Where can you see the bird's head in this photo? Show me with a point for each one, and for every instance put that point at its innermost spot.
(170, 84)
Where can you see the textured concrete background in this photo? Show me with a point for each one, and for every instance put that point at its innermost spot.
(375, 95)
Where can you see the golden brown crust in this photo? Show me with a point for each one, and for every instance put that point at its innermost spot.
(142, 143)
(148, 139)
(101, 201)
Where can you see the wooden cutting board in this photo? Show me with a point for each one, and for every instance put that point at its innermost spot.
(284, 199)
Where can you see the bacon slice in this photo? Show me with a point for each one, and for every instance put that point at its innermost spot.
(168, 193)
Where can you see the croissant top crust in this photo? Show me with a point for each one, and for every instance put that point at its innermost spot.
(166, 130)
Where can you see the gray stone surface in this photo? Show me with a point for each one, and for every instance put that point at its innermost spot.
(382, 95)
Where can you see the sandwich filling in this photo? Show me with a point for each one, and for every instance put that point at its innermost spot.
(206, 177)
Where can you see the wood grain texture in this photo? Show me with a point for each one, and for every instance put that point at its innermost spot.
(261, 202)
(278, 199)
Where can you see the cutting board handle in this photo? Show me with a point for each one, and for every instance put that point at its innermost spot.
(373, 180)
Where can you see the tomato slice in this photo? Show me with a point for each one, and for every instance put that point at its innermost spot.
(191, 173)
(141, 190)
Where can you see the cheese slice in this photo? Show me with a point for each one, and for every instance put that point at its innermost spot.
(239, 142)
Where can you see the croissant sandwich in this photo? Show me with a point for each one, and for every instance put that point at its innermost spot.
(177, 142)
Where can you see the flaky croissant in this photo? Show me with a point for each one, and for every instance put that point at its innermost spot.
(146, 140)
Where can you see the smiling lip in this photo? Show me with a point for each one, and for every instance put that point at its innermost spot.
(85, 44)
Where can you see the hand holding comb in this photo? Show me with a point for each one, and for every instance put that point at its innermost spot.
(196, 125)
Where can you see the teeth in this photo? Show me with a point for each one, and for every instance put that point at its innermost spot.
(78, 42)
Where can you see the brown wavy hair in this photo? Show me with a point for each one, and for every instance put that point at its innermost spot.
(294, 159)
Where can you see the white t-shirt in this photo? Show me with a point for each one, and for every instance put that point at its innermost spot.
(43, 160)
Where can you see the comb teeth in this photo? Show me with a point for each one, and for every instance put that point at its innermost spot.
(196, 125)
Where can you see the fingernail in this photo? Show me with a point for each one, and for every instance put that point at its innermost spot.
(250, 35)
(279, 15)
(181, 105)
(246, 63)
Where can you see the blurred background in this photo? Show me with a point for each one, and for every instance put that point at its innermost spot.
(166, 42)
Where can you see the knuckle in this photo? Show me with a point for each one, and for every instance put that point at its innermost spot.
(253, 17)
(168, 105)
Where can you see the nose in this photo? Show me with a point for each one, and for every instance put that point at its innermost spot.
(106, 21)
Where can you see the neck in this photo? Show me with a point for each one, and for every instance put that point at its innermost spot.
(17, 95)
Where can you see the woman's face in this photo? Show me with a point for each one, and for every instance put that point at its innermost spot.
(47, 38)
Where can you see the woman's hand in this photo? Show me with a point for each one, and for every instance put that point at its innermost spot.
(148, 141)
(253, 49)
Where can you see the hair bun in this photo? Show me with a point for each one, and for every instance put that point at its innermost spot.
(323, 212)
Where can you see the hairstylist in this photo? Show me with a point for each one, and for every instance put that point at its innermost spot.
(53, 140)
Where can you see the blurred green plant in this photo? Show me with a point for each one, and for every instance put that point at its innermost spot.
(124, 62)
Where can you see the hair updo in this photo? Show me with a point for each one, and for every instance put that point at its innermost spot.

▶ [Given task]
Rewrite all the items above with "innermost spot" renamed to "most central spot" throughout. Leave every other word unchanged.

▶ [Reply]
Where can you see the bird's head in this photo? Show me with a point for each one, and for every instance put that point at its most central spot.
(170, 84)
Where can you see the textured concrete background in this photo? Show me with a point for each one, and for every instance put that point at its most central spot.
(375, 95)
Where can you see the golden brown crust in this photo? Show me with a point for each one, and for every instance put that point at its most central spot.
(142, 143)
(148, 139)
(101, 201)
Where can you see the wooden cutting board in this photo? Show me with a point for each one, and for every instance put that point at its most central spot.
(284, 199)
Where can you see the bacon slice in this photo? Show me with a point for each one, and for every instance put that point at its most central spot.
(168, 193)
Where can you see the croissant top crust in this photo? Show me with a point for each one, and for every instance put that point at its most central spot.
(166, 130)
Where can you see the gray stone surface in this photo? Show me with a point for each one, and for every instance put that point at its most central spot.
(382, 95)
Where can you see the sandwich filling in this photo? Show me with a point for each one, and for every instance put that point at its most central spot.
(206, 177)
Where can you see the wood grain texture in this photo? Show me with a point for each one, and for every instance put that point at its most central spot.
(261, 202)
(278, 199)
Where can you see the cutting board handle in this photo? Show me with a point for each one, and for every instance put that point at its most central spot.
(373, 180)
Where can you see the tomato slice in this photo? Show me with a point for each one, and for every instance put that point at its most central spot.
(191, 173)
(141, 190)
Where can you see the cheese slice in this photo? Show me with a point for each one, and for every instance put that point at its most central spot.
(239, 142)
Where can you see the croissant sandwich in this photo? Show me with a point for each one, and for every instance put that point at its most central spot.
(177, 142)
Where can you see the flaky croissant in this photo? Show me with a point for each one, and for every instance put that point at its most central spot.
(146, 140)
Where can you see the smiling lip in this photo? Show me with a point for each one, and for every instance put that point at its most central spot.
(85, 44)
Where can you see the hand holding comb in this photo? Show me with a point for each one, and for every instance put that point at its most central spot.
(196, 125)
Where can you see the teeth in this photo? Show me with a point for each one, and for every instance put that point at its most central spot.
(78, 42)
Where can you see the brown wavy hair in this photo? Show me with a point for each one, and for every instance put that point at its most central spot.
(294, 159)
Where can you see the white t-shirt in this photo? Show me with a point for each one, and for every instance put that point at its most central spot.
(43, 160)
Where can you see the comb teeth in this photo? Show me with a point for each one, and for every instance put that point at its most central spot.
(196, 125)
Where can you see the fingernail in this photo? Show me with a point for each one, and for every instance put that point at its most central spot.
(250, 35)
(279, 15)
(181, 105)
(246, 63)
Where can you see the blurred background in this photo? Show me with a point for each one, and for every instance put that point at its most central spot.
(166, 42)
Where can you see the knuckle in this photo? Show me with a point for each one, and for every instance put that point at its most central spot.
(253, 17)
(168, 105)
Where can you see the nose in this photo? Show me with a point for each one, and for every instance put that point at its most central spot.
(106, 21)
Where can you see the neck in this photo? Show me with a point for each one, and for every instance put that point at its most central spot.
(17, 95)
Where can you see the woman's face in this photo? Show me with a point for each one, and for every instance put that point at its most central spot.
(47, 38)
Where can you see the woman's hand in this photo? Show me with a point for each one, and for every instance put that point at its most central spot.
(148, 141)
(253, 49)
Where can you see the hair bun in this photo? Show me with a point for each one, and for every instance put that point at its most central spot.
(323, 212)
Where can you see the hairstylist in this photo? Show me with a point for each one, and for every instance put that point at its most central spot.
(53, 140)
Where can you see the blurred green plant in this photo? Show me with a point for each one, and for every instance put that point at its most central spot.
(124, 62)
Where can you see the hair updo in this photo? Show me with a point for each one, and for every instance put that point at its most central spot.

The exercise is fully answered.